• [PAGE EXCERPT]:
+===+

Physical therapists, and most medical professionals for that matter, often see fluctuations in patients seeking care for certain problems. For example, we might not see a patient with TMJ problems for 3 months, but then we suddenly have four referred in a week. I had just that experience lately with several female runners between the ages of 25-50. The runners had the following similarities:
• Most were runners in high school and college, either collegiate or casual.
• They stopped running for several years because they went to college, started a family, or because life just got busy.
• They resumed running because they missed it and/or they thought it was the best way to improve their health and fitness.
• Their bodies didn’t cooperate with them.
Two developed hip bursitis, one had sacroiliac (SI) joint pain, and the other two had knee pain. Anytime I see multiple patients with similar issues, I try to take a step back and see the forest in the trees. So, why did these (previously) veteran runners develop problems in various joints? Was there a common thread that tied them together?
I believe there was. We know that after periods of inactivity or times of significant changes in our body (like those that occur during pregnancy, for example), things can change in our musculoskeletal system. Ligaments can get tighter or looser, muscles can tighten up and/or get weak, and our body tissues become unaccustomed to the stresses involved in higher-impact activities like running. We also know that every few years, our bodies undergo many non-specific changes that can be just as noticeable. I know I don’t feel the same getting out of bed at 34 as I did at 24.
Before coming in for physical therapy, all five of the runners attempted to resume a running program at a level they had been doing years before. Consequently, they suffered pain in their respective joints, they figured that it would go away if they attempted to push through it, and a few months later they were still having problems. The common thread of each individual’s problem was that they started running before they were strong enough to do so. If they would have started with 4-6 weeks of strengthening of the muscles that stabilize their pelvis, hips, and knees, they likely would not have had pain when they started their running programs, assuming they slowly increased their volume.

+===+

• [WORK INSTRUCTIONS]: Continue the physical therapy piece about female runners returning to the sport, picking up after its last sentence.

+===+

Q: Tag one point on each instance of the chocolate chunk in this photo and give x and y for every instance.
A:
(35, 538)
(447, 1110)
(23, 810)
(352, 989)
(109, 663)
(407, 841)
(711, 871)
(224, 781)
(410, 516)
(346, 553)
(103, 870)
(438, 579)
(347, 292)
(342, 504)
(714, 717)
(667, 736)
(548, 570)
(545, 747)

+===+

• [ANSWER SPACE]:
So what might have been a better way to get back into a running regimen? For starters, there are certain muscles that tend to be weak in most people who participate in sports that take place in the sagittal (front/back) plane. These include the gluteus medius and minimums, as well as the abdominal muscles. These muscles minimize stress on the spine, hip, and knee joints when running. Beginning with gluteal and core strengthening is a great way to get these supporting muscles up to speed.
The volume of running is also important. While actual mileage will vary, the most important numbers are the total miles per week and the number of days of rest. A total of 20 miles per distributed as four 5-mile runs is very different on your body compared to two 10-mile runs. I recommend at least 3 rest days per week in a new running program. A safe volume increase is around 10-20% per week, depending on your level of fitness. Finally, it is always a good idea to check with your physician before starting a running regimen to rule out any underlying barriers to your success.